Wat wordt gevraagd.
**1.** Vertaal de volgende zin uit de tekst over georganiseerde misdaad in het Engels: "Het strafrechtsysteem en de op te leggen straffen zijn bedoeld voor individuen, niet voor lichamen."
**2.** Haal uit de tekst over georganiseerde misdaad letterlijk het gedeelte dat opent met de woorden "Bij de georganiseerde" en sluit met "ons strafrechtelijk systeem.".

Bij de georganiseerde misdaad, die in de praktijk vaak helemaal niet op permanente basis georganiseerd blijkt te zijn, doet zich vaak ook nog het probleem voor dat het bestaan van een organisatie niet te bewijzen valt. Vaak is een bende (Octopus) niet meer dan een codenaam, die de opsporingsambtenaren gemakshalve hebben gegeven aan een aantal personen die zij ervan verdenken gezamenlijk misdrijven te plegen.

Kan een organisatie dan niet betrekking hebben op een enkel misdrijf of kan zij niet al crimineel zijn voordat een van haar leden voor een delict veroordeeld is luidt wellicht Uw volgende vraag. Het antwoord daarop is ja, dat zou misschien wel kunnen, maar het eerste staat op gespannen voet met het begrip organisatie, waar toch iets permanents in is gelegen en het tweede met ons strafrechtelijk systeem.

Anders dan veel mensen denken is het bestaan van criminelen niet iets waar het strafrecht tegen gericht is. Wij vervolgen delicten, strafbare handelingen, die gepleegd worden door personen die burgers zijn van onze samenleving of vreemdelingen. Deze burgers en vreemdelingen bezitten alle rechten die de grondwet hun toekent, tot het moment dat een delict tegen hen bewezen wordt verklaard door de strafrechter.

Pas dan is de pleger van het strafbare feit een delinquent of gestrafte. Als hij al eerder veroordeeld was is hij een recidivist. Het begrip crimineel komt in het lexicon eigenlijk alleen voor als onderdeel van het begrip “criminele organisatie”. U begrijpt het probleem: rechters houden niet van oplossingen die ‘systemwidrig’ zijn en het delict: “lid zijn van een criminele organisatie” is tot dusver in de jurisprudentie geen succes gebleken.

Betekent dit dat men in strafrechtkringen vrede heeft met het plegen van misdrijven in georganiseerd verband, waarbij tegen niemand het bewijs is rond te krijgen? Nee integendeel. De georganiseerde misdaad is doelwit nummer 1 van de opsporing en het ene spectaculaire proces na het andere vindt tegen de georganiseerde misdaad plaats.

Alleen, het lid zijn van een criminele organisatie is niet meer een delict waarvan veel succes bij de vervolging wordt verwacht. Voor het vervolgen van delicten gepleegd door overheden en andere ”normale” organisaties, die niet met het oog op het plegen van misdrijven zijn opgericht, is het betreffende artikel bovendien nooit bedoeld geweest.

Het strafrechtsysteem en de op te leggen straffen zijn bedoeld voor individuen, niet voor lichamen. Een corporatie kan men niet in het gevang stoppen, men kan haar niet arresteren en ondervragen en ook voor de reclassering is geen taak weggelegd. Men kan een overheidsorgaan een boete opleggen, maar die wordt dan weer uit de belastinggelden betaald, een tamelijk zinloze aangelegenheid.

Het straffen van bestuurders die niet ook uit eigen hoofde een delict gepleegd hebben lijkt een niet geheel correcte procedure. Het straffen van bestuurders q.q. die wel uit eigen hoofde vervolgbaar en veroordeelbaar zijn lijkt dubbel op, dus wat is de zin ervan?

Aangeleverd materiaal.

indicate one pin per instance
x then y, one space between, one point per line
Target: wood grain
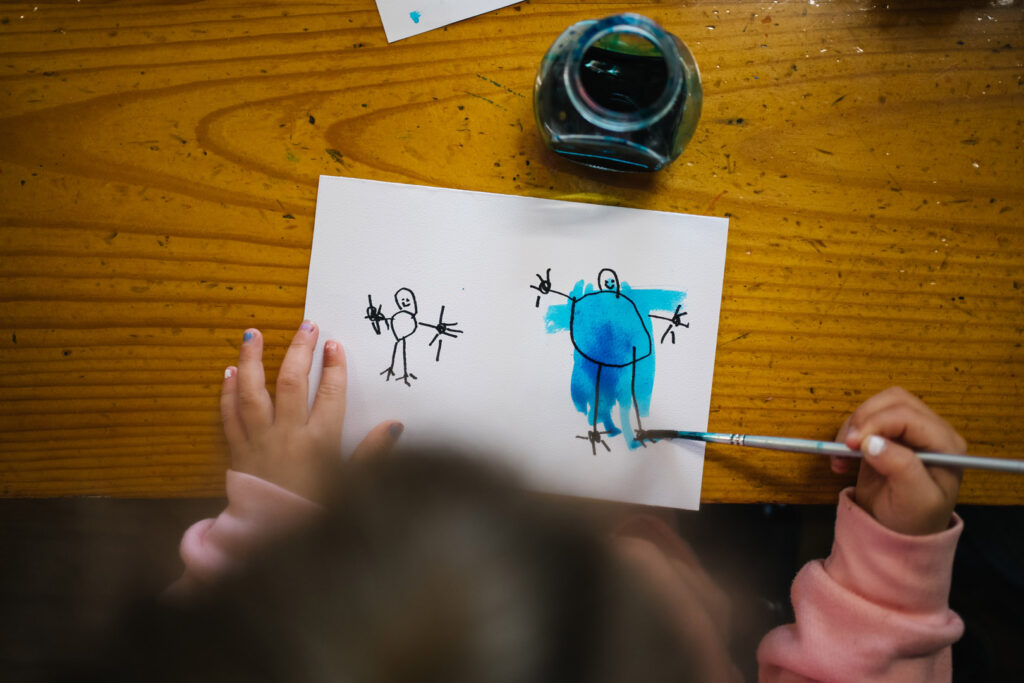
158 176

--

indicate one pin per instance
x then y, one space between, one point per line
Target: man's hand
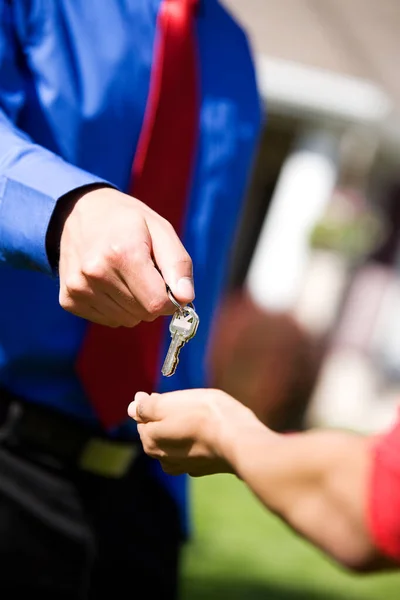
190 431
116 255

Uitwerkingen.
**1.** The criminal justice system and the penalties to be imposed are intended for individuals, not for corporate bodies.

**2.**
Bij de georganiseerde misdaad, die in de praktijk vaak helemaal niet op permanente basis georganiseerd blijkt te zijn, doet zich vaak ook nog het probleem voor dat het bestaan van een organisatie niet te bewijzen valt. Vaak is een bende (Octopus) niet meer dan een codenaam, die de opsporingsambtenaren gemakshalve hebben gegeven aan een aantal personen die zij ervan verdenken gezamenlijk misdrijven te plegen.

Kan een organisatie dan niet betrekking hebben op een enkel misdrijf of kan zij niet al crimineel zijn voordat een van haar leden voor een delict veroordeeld is luidt wellicht Uw volgende vraag. Het antwoord daarop is ja, dat zou misschien wel kunnen, maar het eerste staat op gespannen voet met het begrip organisatie, waar toch iets permanents in is gelegen en het tweede met ons strafrechtelijk systeem.